*About this task*: Where the records below reach the line containing "column 226, row 251", start transcribing, and end with the line containing "column 429, row 114", exactly and with nothing else added.

[Stored data]

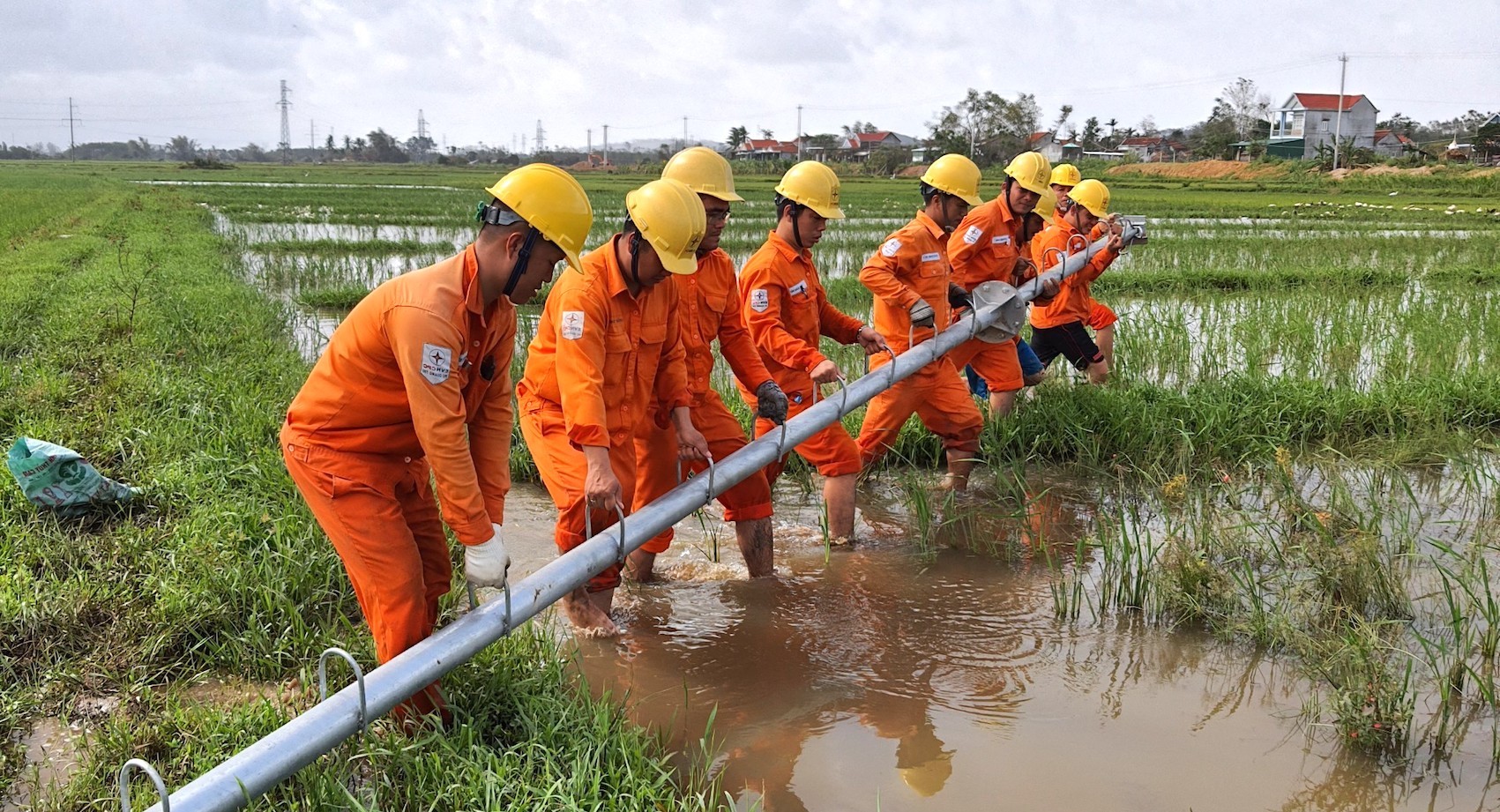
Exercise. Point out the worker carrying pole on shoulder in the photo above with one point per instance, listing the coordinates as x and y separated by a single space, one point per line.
913 286
1058 327
708 309
413 386
608 347
787 311
989 245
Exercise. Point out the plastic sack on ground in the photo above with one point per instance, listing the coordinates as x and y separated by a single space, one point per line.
53 476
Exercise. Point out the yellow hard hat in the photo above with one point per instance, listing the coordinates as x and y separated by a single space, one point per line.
705 171
1093 196
815 186
958 176
551 201
1046 205
671 218
1031 170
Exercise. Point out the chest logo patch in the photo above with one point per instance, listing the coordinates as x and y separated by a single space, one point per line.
437 363
759 301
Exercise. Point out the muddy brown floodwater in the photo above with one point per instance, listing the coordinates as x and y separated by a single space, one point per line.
881 679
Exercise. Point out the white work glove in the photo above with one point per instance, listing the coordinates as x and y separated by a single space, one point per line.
485 564
922 314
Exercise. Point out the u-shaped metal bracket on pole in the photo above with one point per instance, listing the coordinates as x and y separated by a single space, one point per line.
620 512
710 480
150 771
359 679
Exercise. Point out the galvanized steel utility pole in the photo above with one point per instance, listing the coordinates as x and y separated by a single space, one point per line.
1339 115
998 314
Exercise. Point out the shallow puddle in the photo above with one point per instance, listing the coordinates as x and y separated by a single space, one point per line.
884 679
53 756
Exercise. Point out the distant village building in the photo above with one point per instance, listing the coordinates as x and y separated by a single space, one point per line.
767 149
1155 149
1307 121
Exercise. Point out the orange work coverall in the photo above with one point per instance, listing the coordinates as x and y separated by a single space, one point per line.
984 248
911 266
708 308
599 361
787 309
414 383
1073 302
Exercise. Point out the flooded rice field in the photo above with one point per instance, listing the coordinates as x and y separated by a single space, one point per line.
1082 641
941 675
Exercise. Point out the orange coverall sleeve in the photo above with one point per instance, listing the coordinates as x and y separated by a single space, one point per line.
437 414
879 275
832 323
671 384
581 367
767 327
1055 237
967 247
491 431
737 347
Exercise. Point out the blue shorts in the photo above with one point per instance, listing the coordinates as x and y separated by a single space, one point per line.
1029 362
1031 365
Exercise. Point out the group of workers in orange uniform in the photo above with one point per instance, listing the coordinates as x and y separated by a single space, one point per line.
616 401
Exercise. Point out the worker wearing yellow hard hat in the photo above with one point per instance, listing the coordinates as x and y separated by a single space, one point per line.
911 281
990 245
608 346
708 309
413 388
1059 327
787 312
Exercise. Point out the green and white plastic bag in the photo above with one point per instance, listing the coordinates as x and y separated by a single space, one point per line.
57 478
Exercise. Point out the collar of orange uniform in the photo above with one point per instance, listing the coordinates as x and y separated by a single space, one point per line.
614 275
1063 222
787 251
929 224
473 292
1004 206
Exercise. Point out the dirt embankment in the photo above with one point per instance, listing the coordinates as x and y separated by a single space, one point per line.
1202 170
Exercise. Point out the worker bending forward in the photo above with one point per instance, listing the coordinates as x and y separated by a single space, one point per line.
416 384
787 311
911 281
608 346
708 308
1058 329
1101 318
989 245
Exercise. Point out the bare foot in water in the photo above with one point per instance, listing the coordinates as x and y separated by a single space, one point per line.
588 620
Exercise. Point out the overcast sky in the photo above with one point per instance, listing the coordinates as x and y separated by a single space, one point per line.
488 71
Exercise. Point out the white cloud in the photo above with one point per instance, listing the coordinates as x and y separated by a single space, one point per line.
488 71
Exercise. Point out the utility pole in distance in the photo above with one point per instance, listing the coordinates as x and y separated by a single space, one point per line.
286 106
1339 115
798 134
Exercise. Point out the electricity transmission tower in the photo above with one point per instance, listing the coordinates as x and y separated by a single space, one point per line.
286 106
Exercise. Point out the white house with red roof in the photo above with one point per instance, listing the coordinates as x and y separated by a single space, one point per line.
1309 121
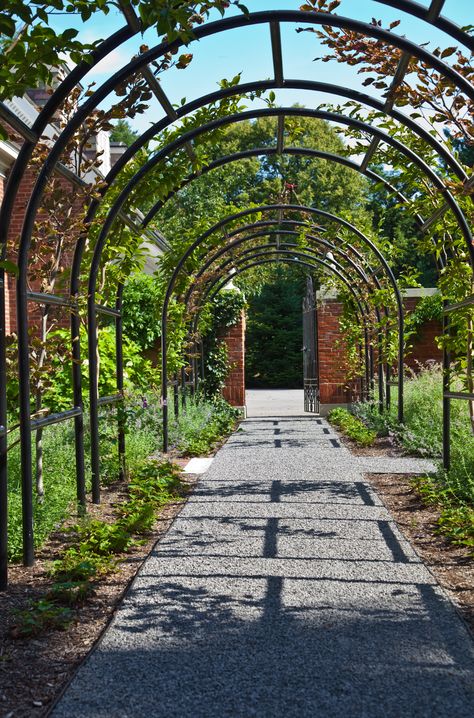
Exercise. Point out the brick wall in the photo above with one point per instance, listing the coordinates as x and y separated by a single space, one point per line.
333 384
234 390
18 214
334 387
424 343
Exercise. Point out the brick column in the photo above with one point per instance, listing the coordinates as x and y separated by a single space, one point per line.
234 389
333 383
335 388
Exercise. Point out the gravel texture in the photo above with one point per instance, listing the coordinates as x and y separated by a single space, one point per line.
282 589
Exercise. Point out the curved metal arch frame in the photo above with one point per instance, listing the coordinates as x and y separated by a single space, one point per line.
257 210
298 208
23 262
211 28
376 132
260 262
274 151
31 208
314 240
317 241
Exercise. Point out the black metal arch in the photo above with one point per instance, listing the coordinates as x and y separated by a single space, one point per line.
317 241
32 136
275 151
219 225
260 259
293 112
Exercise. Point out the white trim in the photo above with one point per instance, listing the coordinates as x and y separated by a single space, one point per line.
8 154
419 292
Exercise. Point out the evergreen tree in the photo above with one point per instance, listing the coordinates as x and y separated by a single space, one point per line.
123 132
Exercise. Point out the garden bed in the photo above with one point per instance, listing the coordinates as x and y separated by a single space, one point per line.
51 658
451 565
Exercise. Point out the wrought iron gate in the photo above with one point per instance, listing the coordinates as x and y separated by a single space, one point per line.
310 350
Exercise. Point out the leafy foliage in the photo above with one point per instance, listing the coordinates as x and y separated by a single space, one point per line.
353 427
141 310
274 336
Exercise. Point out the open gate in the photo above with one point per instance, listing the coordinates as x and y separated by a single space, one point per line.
310 350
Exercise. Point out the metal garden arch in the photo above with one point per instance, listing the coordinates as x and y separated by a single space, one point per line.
32 135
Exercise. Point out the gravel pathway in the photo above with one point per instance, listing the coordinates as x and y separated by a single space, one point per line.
282 589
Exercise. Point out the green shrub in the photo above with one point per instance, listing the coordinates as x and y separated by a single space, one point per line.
352 427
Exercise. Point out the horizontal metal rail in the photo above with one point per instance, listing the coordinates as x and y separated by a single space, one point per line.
441 211
55 418
43 298
110 311
112 399
458 395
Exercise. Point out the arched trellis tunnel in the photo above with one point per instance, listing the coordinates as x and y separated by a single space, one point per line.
109 205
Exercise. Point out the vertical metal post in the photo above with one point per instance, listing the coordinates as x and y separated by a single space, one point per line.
371 368
3 445
183 388
401 357
25 410
164 380
93 397
203 372
367 364
77 395
195 371
446 389
176 397
119 376
380 369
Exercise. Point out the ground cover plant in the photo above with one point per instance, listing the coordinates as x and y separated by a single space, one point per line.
352 427
95 547
451 491
203 424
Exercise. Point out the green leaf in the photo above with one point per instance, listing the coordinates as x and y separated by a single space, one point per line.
10 267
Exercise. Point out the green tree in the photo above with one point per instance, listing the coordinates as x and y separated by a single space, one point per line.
123 132
274 336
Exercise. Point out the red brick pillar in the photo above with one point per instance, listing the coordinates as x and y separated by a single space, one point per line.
234 389
333 383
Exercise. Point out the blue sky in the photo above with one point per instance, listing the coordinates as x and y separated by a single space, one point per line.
248 51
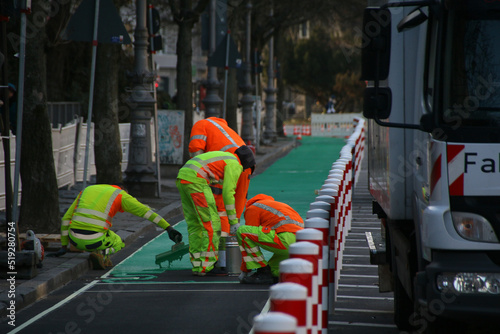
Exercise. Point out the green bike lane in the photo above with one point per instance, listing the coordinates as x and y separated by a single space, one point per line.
294 180
141 294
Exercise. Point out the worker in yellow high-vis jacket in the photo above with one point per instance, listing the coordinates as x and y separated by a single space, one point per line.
86 225
198 202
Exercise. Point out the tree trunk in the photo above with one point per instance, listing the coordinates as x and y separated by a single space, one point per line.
184 80
40 197
107 147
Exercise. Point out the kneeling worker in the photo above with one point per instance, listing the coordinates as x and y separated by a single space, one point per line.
86 224
271 225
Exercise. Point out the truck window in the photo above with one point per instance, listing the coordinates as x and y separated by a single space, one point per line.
471 86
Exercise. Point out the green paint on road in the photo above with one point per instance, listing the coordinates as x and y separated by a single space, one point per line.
293 180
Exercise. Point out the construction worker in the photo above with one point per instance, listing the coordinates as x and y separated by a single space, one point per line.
271 225
199 207
86 225
213 134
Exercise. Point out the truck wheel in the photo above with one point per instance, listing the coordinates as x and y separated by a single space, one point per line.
403 306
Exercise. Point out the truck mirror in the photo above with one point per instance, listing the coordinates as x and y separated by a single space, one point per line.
412 20
376 47
427 123
377 102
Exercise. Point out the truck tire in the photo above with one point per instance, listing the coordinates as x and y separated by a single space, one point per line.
403 306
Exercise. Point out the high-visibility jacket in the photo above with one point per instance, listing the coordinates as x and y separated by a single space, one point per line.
213 134
95 207
215 168
262 210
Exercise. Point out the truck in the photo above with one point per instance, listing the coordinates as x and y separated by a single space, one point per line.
432 101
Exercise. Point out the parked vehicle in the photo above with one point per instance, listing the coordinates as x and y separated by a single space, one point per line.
433 103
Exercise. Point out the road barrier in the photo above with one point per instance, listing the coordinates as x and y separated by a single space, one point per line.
290 298
329 220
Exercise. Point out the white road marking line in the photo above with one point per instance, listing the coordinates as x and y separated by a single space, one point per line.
69 298
179 290
357 286
56 306
359 324
356 310
364 297
359 276
165 283
360 265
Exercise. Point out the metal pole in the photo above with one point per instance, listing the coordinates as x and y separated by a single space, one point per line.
91 92
257 102
226 70
20 107
140 174
212 101
270 120
247 100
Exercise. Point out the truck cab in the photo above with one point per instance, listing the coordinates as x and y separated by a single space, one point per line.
433 103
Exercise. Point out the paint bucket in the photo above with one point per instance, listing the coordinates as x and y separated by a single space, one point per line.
233 256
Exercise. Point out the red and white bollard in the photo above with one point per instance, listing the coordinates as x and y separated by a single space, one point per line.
316 237
290 298
275 323
310 252
299 271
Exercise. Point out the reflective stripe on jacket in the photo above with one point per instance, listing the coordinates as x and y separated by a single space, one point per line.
272 215
215 168
213 134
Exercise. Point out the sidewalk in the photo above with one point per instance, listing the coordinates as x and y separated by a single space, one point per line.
57 272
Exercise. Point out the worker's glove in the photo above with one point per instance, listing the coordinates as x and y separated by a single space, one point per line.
174 235
234 228
60 252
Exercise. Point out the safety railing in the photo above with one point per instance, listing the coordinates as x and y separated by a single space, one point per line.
307 291
324 125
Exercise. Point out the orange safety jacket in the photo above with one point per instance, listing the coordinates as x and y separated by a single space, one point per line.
95 207
213 134
263 210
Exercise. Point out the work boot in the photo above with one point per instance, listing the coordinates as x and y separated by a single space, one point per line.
260 276
217 271
107 261
97 260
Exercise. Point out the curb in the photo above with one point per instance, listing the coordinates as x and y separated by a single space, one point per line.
30 291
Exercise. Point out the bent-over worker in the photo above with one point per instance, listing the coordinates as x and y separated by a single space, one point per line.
271 225
86 224
199 207
213 134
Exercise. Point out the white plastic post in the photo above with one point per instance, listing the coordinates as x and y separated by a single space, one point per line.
290 298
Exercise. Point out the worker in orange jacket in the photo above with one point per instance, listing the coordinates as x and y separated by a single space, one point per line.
198 204
213 134
270 225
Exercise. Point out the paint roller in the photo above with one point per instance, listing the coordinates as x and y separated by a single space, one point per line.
176 253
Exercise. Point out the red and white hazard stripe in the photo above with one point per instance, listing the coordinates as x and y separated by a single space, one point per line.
455 158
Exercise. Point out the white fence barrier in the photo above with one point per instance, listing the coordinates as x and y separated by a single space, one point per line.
68 144
325 125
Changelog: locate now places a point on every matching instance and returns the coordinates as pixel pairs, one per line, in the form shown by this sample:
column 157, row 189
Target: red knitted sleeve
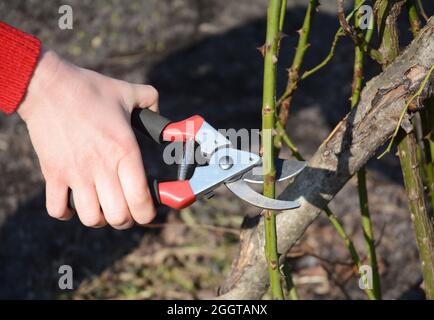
column 19, row 53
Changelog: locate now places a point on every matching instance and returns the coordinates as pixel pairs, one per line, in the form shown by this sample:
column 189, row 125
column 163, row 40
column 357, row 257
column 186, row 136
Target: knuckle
column 90, row 219
column 119, row 220
column 153, row 91
column 56, row 211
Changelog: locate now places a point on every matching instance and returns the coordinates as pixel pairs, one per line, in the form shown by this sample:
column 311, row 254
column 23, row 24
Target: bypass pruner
column 224, row 163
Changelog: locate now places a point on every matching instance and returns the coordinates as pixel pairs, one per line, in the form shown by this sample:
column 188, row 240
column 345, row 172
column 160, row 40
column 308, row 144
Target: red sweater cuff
column 19, row 53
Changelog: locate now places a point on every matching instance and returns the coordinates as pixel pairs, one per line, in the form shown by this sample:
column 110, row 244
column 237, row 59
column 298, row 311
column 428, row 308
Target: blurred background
column 201, row 55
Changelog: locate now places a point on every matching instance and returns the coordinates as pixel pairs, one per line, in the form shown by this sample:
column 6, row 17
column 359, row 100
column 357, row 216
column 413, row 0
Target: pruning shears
column 224, row 164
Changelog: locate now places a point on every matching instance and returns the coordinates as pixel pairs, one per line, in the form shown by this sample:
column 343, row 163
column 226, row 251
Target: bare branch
column 352, row 143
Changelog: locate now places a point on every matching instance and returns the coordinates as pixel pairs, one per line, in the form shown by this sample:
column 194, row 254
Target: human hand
column 79, row 125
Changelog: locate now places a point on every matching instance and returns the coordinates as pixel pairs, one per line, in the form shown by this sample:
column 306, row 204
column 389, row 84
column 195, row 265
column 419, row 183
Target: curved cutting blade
column 244, row 192
column 285, row 169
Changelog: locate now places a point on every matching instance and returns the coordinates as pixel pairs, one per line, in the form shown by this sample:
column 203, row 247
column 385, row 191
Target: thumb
column 145, row 96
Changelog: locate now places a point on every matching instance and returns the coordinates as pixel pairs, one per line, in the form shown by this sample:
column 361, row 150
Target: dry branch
column 351, row 144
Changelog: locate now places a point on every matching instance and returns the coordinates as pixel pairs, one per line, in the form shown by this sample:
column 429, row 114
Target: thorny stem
column 268, row 120
column 422, row 221
column 404, row 111
column 293, row 72
column 412, row 166
column 408, row 148
column 422, row 10
column 293, row 78
column 413, row 17
column 331, row 216
column 292, row 291
column 375, row 292
column 357, row 37
column 339, row 33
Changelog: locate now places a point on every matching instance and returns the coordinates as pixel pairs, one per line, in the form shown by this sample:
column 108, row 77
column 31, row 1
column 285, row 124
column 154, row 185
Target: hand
column 79, row 125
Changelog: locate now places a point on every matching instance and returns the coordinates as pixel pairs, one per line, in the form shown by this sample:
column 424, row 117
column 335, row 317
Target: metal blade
column 244, row 192
column 285, row 169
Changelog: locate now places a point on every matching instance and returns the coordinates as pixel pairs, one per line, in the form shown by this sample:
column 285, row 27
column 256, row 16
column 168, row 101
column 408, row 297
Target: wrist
column 45, row 71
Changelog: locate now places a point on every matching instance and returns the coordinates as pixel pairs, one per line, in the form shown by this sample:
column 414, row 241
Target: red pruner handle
column 183, row 130
column 175, row 194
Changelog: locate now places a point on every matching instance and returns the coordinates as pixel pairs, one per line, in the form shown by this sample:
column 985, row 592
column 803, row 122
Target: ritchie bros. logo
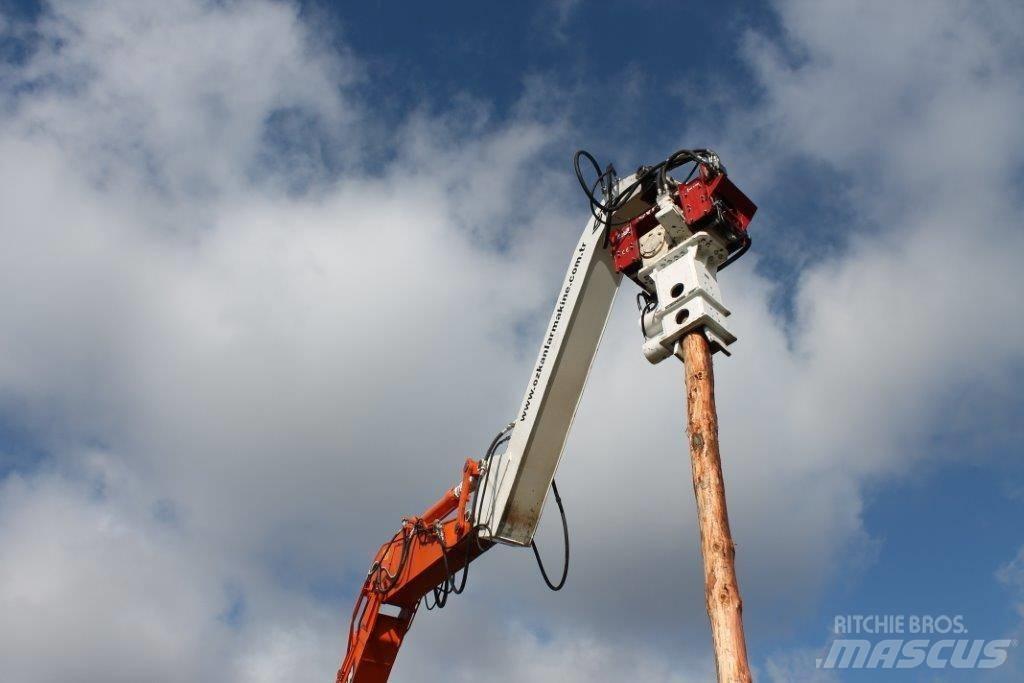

*Reply*:
column 226, row 251
Target: bare branch
column 352, row 143
Changelog: locate now places a point on every matching instance and returns the coordinates as pixel pairs, one per line, in the form shown by this sample:
column 194, row 254
Target: human hand
column 79, row 125
Changelog: locate now places a point on every matching instance and returns the coordinates as pixel pairs, one per line, in the form shown by this sample:
column 306, row 204
column 389, row 84
column 195, row 265
column 419, row 183
Target: curved cutting blade
column 244, row 192
column 285, row 169
Changelog: locate now places a point on every matching instance and returns the coordinates as pixel pairs, one per line, in the form shown by this sample:
column 203, row 247
column 385, row 191
Target: thumb
column 145, row 96
Changelog: locate now places a point on every matching instance and returns the coordinates as pixel pairs, one per line, in the form shown by this sample:
column 361, row 150
Target: dry branch
column 351, row 144
Changelog: locate now places a point on every matching instance and returns the coordinates as pixel pairs, one per line, in the form shown by this sample:
column 429, row 114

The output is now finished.